PROBLEM STATEMENT: Line by line, output the material without altering anything.

----- RECORDS SHOWN -----

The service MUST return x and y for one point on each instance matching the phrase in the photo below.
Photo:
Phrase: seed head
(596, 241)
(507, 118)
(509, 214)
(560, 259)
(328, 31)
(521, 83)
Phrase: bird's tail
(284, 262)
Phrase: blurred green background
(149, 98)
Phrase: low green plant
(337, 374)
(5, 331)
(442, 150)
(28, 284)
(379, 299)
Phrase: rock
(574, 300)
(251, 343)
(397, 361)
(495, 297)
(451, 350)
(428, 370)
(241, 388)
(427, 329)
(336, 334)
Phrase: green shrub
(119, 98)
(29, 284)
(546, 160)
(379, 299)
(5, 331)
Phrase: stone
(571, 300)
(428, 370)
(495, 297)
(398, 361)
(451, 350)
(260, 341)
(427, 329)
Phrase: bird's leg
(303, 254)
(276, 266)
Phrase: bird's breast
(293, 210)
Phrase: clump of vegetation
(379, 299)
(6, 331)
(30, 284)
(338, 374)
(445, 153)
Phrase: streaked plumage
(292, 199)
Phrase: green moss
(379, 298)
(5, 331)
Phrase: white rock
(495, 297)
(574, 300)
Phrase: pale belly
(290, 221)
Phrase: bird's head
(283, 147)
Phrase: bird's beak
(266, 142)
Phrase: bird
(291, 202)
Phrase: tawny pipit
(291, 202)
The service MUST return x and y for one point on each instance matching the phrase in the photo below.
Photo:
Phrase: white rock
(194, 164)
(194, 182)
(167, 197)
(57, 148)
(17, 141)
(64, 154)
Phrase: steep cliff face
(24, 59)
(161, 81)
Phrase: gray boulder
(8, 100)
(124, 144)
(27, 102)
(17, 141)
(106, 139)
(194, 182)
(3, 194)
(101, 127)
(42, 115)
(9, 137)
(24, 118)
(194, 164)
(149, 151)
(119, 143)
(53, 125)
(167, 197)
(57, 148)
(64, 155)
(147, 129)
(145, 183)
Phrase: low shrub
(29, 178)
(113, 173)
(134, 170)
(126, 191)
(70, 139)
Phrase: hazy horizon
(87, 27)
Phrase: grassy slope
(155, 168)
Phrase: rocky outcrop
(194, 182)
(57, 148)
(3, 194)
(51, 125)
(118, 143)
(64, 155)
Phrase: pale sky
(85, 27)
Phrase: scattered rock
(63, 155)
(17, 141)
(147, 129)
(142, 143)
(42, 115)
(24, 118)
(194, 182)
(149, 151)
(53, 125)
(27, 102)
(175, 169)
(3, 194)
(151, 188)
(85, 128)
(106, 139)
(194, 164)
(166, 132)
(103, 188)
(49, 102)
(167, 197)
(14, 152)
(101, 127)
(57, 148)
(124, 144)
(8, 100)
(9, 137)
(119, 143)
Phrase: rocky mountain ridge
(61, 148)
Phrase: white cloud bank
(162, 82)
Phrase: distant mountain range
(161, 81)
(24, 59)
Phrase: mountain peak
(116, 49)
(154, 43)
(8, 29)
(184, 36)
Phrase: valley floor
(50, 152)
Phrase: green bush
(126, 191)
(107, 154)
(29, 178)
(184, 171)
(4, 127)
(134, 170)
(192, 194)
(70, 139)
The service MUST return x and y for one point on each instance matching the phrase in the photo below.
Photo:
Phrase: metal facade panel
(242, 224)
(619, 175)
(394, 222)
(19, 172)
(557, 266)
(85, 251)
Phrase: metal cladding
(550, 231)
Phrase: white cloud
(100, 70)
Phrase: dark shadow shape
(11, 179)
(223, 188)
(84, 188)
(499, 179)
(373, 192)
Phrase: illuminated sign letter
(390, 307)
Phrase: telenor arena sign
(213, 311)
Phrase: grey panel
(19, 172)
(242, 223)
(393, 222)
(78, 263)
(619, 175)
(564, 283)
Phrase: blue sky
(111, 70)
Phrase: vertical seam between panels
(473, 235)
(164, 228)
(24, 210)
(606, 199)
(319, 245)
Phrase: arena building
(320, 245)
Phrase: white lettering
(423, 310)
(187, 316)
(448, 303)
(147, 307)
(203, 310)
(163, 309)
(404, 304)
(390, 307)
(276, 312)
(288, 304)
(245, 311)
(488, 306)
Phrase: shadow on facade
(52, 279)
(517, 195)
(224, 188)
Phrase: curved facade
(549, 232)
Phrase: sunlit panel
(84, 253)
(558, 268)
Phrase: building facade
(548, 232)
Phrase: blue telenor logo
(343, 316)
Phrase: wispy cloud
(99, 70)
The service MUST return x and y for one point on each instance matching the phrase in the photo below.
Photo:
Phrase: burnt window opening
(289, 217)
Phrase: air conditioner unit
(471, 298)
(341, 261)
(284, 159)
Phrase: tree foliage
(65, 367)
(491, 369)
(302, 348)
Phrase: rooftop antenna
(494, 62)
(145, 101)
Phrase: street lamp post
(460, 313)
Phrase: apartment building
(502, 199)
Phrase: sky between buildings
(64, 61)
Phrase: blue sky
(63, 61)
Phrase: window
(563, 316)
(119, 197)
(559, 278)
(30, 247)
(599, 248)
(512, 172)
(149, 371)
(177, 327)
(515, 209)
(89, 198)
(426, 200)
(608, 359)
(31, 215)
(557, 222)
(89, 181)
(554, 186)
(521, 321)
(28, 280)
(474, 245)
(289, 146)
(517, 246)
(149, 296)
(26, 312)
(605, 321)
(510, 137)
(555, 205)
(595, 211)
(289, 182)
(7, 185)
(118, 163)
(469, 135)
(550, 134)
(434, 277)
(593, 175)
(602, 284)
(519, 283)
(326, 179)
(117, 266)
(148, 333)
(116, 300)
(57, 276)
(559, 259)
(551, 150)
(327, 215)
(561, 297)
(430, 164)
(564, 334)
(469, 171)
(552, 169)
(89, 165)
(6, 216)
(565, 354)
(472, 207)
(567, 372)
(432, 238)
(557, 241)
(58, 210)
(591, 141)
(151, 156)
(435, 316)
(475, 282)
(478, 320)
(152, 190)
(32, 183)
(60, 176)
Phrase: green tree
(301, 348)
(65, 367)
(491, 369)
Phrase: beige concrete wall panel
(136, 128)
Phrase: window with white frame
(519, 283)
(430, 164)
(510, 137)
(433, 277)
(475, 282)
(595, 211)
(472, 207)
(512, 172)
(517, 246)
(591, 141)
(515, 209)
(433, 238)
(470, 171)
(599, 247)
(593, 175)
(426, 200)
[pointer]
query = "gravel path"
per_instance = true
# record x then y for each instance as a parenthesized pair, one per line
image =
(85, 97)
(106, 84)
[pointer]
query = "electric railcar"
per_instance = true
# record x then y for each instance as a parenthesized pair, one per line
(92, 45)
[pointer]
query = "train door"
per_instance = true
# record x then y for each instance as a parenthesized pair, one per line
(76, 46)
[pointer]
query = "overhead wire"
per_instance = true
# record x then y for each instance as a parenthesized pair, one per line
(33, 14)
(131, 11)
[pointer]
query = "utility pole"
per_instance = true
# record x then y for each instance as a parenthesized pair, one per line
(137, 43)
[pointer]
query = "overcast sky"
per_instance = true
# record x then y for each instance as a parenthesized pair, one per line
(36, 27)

-----

TASK OUTPUT:
The service MUST return x and y for one point on each instance matching the phrase in the photo below.
Photo:
Phrase: seed head
(596, 241)
(507, 118)
(509, 214)
(560, 259)
(328, 31)
(521, 83)
Phrase: bird's tail
(284, 262)
Phrase: blurred green background
(149, 98)
Phrase: low green plant
(337, 374)
(5, 331)
(442, 150)
(28, 284)
(379, 299)
Phrase: rock
(574, 300)
(251, 343)
(397, 361)
(495, 297)
(451, 350)
(428, 370)
(241, 388)
(427, 329)
(336, 334)
Phrase: green shrub
(119, 98)
(29, 284)
(546, 160)
(379, 299)
(5, 331)
Phrase: stone
(571, 300)
(428, 370)
(495, 297)
(398, 361)
(451, 350)
(260, 341)
(427, 329)
Phrase: bird's leg
(303, 254)
(276, 266)
Phrase: bird's breast
(293, 210)
Phrase: clump of vegetation
(379, 299)
(6, 331)
(30, 284)
(338, 374)
(445, 153)
Phrase: streaked plumage
(292, 199)
Phrase: green moss
(379, 298)
(5, 331)
Phrase: white rock
(495, 297)
(574, 300)
Phrase: pale belly
(290, 221)
Phrase: bird's head
(283, 147)
Phrase: bird's beak
(266, 142)
Phrase: bird
(291, 202)
Phrase: tawny pipit
(291, 202)
The service MUST return x and y for one point on each instance matching the phrase in the photo below.
Photo:
Phrase: white rock
(194, 164)
(194, 182)
(167, 197)
(57, 148)
(17, 141)
(64, 154)
Phrase: steep cliff face
(24, 59)
(161, 81)
Phrase: gray boulder
(8, 100)
(124, 144)
(27, 102)
(17, 141)
(106, 139)
(194, 182)
(3, 194)
(101, 127)
(42, 115)
(9, 137)
(24, 118)
(194, 164)
(149, 151)
(119, 143)
(53, 125)
(167, 197)
(57, 148)
(64, 155)
(147, 129)
(145, 183)
Phrase: low shrub
(29, 178)
(113, 173)
(134, 170)
(126, 191)
(70, 139)
Phrase: hazy horizon
(87, 27)
Phrase: grassy slope
(155, 168)
Phrase: rocky outcrop
(194, 182)
(57, 148)
(3, 194)
(51, 125)
(118, 143)
(64, 155)
Phrase: pale sky
(85, 27)
Phrase: scattered rock
(63, 155)
(17, 141)
(147, 129)
(142, 143)
(42, 115)
(24, 118)
(194, 182)
(149, 151)
(53, 125)
(27, 102)
(175, 169)
(3, 194)
(151, 188)
(85, 128)
(106, 139)
(194, 164)
(166, 132)
(103, 188)
(49, 102)
(167, 197)
(14, 152)
(101, 127)
(57, 148)
(124, 144)
(8, 100)
(9, 137)
(119, 143)
Phrase: rocky mountain ridge
(61, 148)
Phrase: white cloud bank
(162, 82)
Phrase: distant mountain range
(161, 81)
(24, 59)
Phrase: mountain peak
(116, 49)
(154, 43)
(8, 29)
(184, 36)
Phrase: valley floor
(50, 152)
Phrase: green bush
(126, 191)
(107, 154)
(29, 178)
(184, 171)
(4, 127)
(134, 170)
(192, 194)
(70, 139)
The service MUST return x and y for one point on each instance matching the phrase in the photo below.
Photo:
Phrase: metal facade panel
(242, 224)
(619, 175)
(394, 222)
(19, 172)
(557, 266)
(85, 251)
Phrase: metal cladding
(550, 231)
Phrase: white cloud
(100, 70)
Phrase: dark shadow shape
(11, 179)
(223, 188)
(84, 188)
(499, 179)
(373, 192)
Phrase: illuminated sign letter
(390, 307)
Phrase: telenor arena sign
(213, 311)
Phrase: grey panel
(19, 172)
(242, 223)
(393, 222)
(78, 263)
(619, 175)
(564, 283)
Phrase: blue sky
(111, 70)
Phrase: vertical seam between panels
(473, 235)
(164, 228)
(24, 210)
(606, 199)
(319, 245)
Phrase: arena building
(320, 245)
Phrase: white lettering
(423, 310)
(187, 316)
(448, 303)
(147, 307)
(203, 310)
(163, 309)
(404, 304)
(390, 307)
(276, 312)
(288, 304)
(245, 311)
(488, 306)
Phrase: shadow on facade
(52, 279)
(517, 195)
(224, 188)
Phrase: curved facade
(549, 232)
Phrase: sunlit panel
(84, 253)
(558, 268)
Phrase: building facade
(548, 232)
Phrase: blue telenor logo
(343, 316)
Phrase: wispy cloud
(99, 70)
The service MUST return x and y for one point on each instance matching the phrase in the photo below.
Photo:
Phrase: burnt window opening
(289, 217)
Phrase: air conditioner unit
(471, 298)
(341, 261)
(284, 159)
Phrase: tree foliage
(65, 367)
(491, 369)
(302, 348)
Phrase: rooftop antenna
(494, 62)
(145, 101)
Phrase: street lamp post
(460, 313)
Phrase: apartment building
(502, 199)
Phrase: sky between buildings
(64, 61)
Phrase: blue sky
(63, 61)
Phrase: window
(563, 316)
(119, 197)
(559, 278)
(30, 247)
(599, 248)
(512, 172)
(149, 371)
(177, 327)
(515, 209)
(89, 198)
(426, 200)
(608, 359)
(31, 215)
(557, 222)
(89, 181)
(554, 186)
(521, 321)
(28, 280)
(474, 245)
(289, 146)
(517, 246)
(149, 296)
(26, 312)
(605, 321)
(510, 137)
(555, 205)
(595, 211)
(289, 182)
(7, 185)
(118, 163)
(469, 135)
(550, 134)
(434, 277)
(593, 175)
(602, 284)
(519, 283)
(326, 179)
(117, 266)
(148, 333)
(116, 300)
(57, 276)
(559, 259)
(551, 150)
(327, 215)
(561, 297)
(430, 164)
(564, 334)
(469, 171)
(552, 169)
(89, 165)
(6, 216)
(565, 354)
(472, 207)
(567, 372)
(432, 238)
(557, 241)
(58, 210)
(591, 141)
(151, 156)
(435, 316)
(475, 282)
(478, 320)
(152, 190)
(32, 183)
(60, 176)
Phrase: green tree
(301, 348)
(65, 367)
(491, 369)
Phrase: beige concrete wall panel
(136, 128)
Phrase: window with white frame
(519, 283)
(430, 164)
(510, 137)
(433, 277)
(475, 282)
(595, 211)
(472, 207)
(512, 172)
(517, 246)
(591, 141)
(515, 209)
(433, 238)
(470, 171)
(599, 247)
(593, 175)
(426, 200)
[pointer]
query = "gravel path"
per_instance = true
# record x then y for each instance as a parenthesized pair, one per line
image =
(85, 97)
(106, 84)
[pointer]
query = "electric railcar"
per_instance = true
# record x then y for each instance as a parenthesized pair, one per line
(92, 45)
[pointer]
query = "train door"
per_instance = true
# record x then y for each instance as a parenthesized pair, one per line
(76, 46)
[pointer]
query = "overhead wire"
per_instance = true
# record x then y for each instance as a parenthesized pair, one per line
(33, 14)
(131, 11)
[pointer]
query = "utility pole"
per_instance = true
# record x then y for each instance as a parenthesized pair, one per line
(137, 43)
[pointer]
query = "overcast sky"
per_instance = true
# record x then y for each instance as a parenthesized pair, one per line
(36, 27)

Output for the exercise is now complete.